== JOBS ==
1. Reproduce word for word the part of the blog post on McMahon's 1915 letter that runs between "This coming Saturday" and "October 24, 1915.", inclusive.
2. Pick up the blog post about McMahon's October 1915 letter to Sharif Hussein and keep writing from the point where it stops.

** BEGIN EXCERPT **

A Blog by the Editor of The Middle East Journal

Putting Middle Eastern Events in Cultural and Historical Context

Tuesday, October 20, 2015

Bone of Contention: McMahon's October 24, 1915 Letter to Sharif Hussein: Part I: The Text Itself

This coming Saturday marks the 100th anniversary of what is at least arguably the most contentious single text in Modern Middle Eastern History, or at least in the history of the Arab-Israeli conflict: Sir Henry McMahon's letter to Sharif Hussein of Mecca dated October 24, 1915.

** END EXCERPT **
** BEGIN INFORMATION PROVIDED **

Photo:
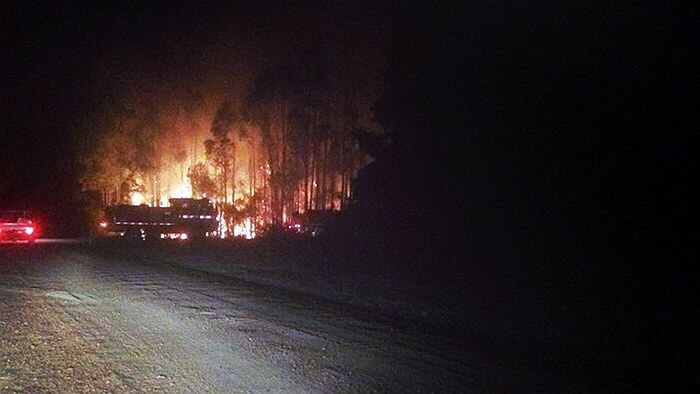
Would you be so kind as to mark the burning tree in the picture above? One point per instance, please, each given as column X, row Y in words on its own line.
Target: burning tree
column 283, row 143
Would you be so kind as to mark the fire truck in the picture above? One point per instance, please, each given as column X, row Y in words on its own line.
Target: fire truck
column 185, row 218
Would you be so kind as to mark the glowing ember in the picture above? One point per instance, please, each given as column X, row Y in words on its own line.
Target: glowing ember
column 244, row 230
column 136, row 198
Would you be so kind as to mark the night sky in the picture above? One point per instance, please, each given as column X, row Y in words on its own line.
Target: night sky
column 62, row 61
column 549, row 143
column 570, row 103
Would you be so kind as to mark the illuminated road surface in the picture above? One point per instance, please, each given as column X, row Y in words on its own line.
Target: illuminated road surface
column 73, row 321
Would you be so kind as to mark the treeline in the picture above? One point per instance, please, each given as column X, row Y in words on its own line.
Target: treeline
column 286, row 142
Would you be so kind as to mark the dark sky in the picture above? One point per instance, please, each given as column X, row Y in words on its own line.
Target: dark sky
column 60, row 59
column 577, row 99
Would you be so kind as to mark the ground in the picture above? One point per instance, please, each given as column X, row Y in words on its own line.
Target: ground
column 79, row 317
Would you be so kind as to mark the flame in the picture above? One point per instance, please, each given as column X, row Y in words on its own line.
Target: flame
column 136, row 198
column 244, row 230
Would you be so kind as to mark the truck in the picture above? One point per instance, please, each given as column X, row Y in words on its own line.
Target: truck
column 18, row 226
column 185, row 218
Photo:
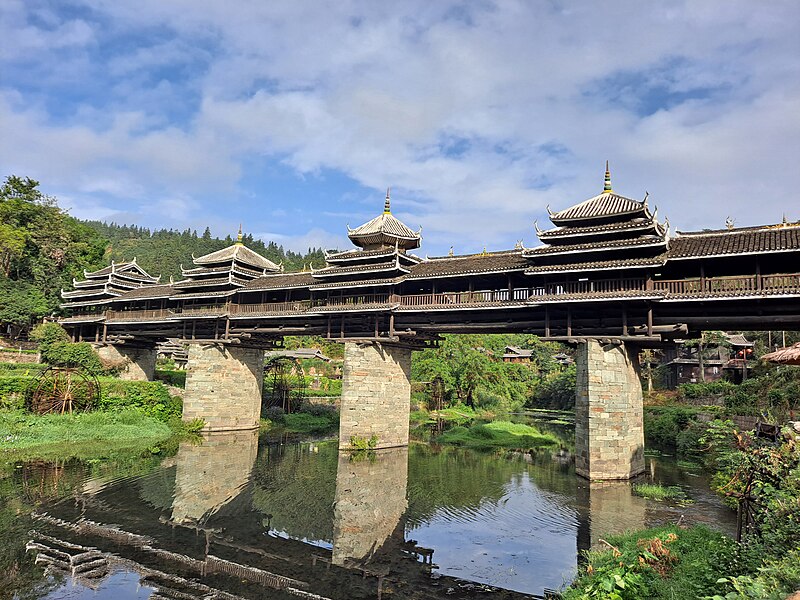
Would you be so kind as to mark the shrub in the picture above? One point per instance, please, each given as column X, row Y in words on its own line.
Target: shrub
column 664, row 424
column 172, row 378
column 150, row 397
column 274, row 414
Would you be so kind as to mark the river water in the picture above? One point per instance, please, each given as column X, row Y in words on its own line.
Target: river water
column 238, row 516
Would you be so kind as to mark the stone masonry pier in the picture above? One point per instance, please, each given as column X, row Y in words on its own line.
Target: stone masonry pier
column 135, row 363
column 223, row 386
column 609, row 433
column 376, row 394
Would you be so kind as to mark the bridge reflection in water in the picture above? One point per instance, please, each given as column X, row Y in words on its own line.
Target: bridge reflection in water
column 227, row 519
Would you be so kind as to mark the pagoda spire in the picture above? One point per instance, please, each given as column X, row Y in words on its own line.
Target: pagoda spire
column 607, row 184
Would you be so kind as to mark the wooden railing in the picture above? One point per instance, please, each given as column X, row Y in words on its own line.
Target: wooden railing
column 356, row 299
column 460, row 298
column 212, row 310
column 138, row 315
column 297, row 306
column 597, row 286
column 731, row 286
column 788, row 283
column 87, row 316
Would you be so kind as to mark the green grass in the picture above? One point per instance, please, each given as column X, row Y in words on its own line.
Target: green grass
column 498, row 434
column 656, row 491
column 696, row 559
column 302, row 422
column 98, row 434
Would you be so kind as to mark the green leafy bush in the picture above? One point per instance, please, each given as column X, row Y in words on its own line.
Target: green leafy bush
column 150, row 397
column 663, row 425
column 172, row 378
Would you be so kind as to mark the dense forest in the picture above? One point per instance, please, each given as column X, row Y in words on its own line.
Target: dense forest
column 163, row 251
column 42, row 248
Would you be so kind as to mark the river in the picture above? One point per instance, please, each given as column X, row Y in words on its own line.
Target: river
column 238, row 516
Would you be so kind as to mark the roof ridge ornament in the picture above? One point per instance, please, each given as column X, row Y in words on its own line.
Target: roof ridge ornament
column 607, row 182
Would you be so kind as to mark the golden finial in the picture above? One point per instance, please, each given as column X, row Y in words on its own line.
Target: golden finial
column 607, row 184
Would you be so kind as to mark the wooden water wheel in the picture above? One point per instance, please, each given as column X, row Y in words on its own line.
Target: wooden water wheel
column 64, row 390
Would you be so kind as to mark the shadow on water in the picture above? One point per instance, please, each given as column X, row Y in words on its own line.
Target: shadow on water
column 242, row 516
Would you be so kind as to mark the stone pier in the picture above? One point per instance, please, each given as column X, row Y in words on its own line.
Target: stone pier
column 135, row 363
column 609, row 433
column 376, row 394
column 223, row 386
column 369, row 504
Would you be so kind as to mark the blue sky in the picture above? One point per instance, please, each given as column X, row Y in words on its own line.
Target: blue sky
column 294, row 117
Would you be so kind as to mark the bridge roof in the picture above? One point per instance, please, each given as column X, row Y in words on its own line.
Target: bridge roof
column 597, row 246
column 280, row 281
column 148, row 292
column 238, row 252
column 727, row 242
column 602, row 206
column 600, row 265
column 492, row 262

** END INFORMATION PROVIDED **

== ANSWERS FOR THE TASKS ==
1.
This coming Saturday marks the 100th anniversary of what is at least arguably the most contentious single text in Modern Middle Eastern History, or at least in the history of the Arab-Israeli conflict: Sir Henry McMahon's letter to Sharif Hussein of Mecca dated October 24, 1915.

2.
We have looked at the Hussein-McMahon correspondence previously, here, and here. On August 30, 1915, Hussein had written McMahon again, this time rather insistently asking for assurances about the borders within which Britain was prepared to recognize an independent Arab state, an issue on which McMahon had been evasive in the earlier exchange. On October 24, 1915, McMahon (British High Commissioner in Egypt), replied. Superficially, at least, his response seemed to reassure Hussein, but the specific exceptions listed by McMahon would haunt Anglo-Arab relations down through the birth of Israel. At the core lay a fundamental question: did the October 24 letter include or exclude Palestine from the area of the proposed Arab state? If it included Palestine, how to reconcile that with the subsequent Balfour Declaration about a Jewish National Home in Palestine and the Sykes-Picot agreement with France? As many clever titles about "Twice-Promised Land" or "Much-Promised Land" have implied, did the British promise Palestine to the Arabs, the Jews, and themselves? This, I suppose, could be called the "perfidious Albion" interpretation.

Or did one hand not know what the other was doing, given all the conflicting British authorities? Or was it a case of bad translation in which the Arabic and English texts didn't match? Or did the British deliberately keep the language ambiguous?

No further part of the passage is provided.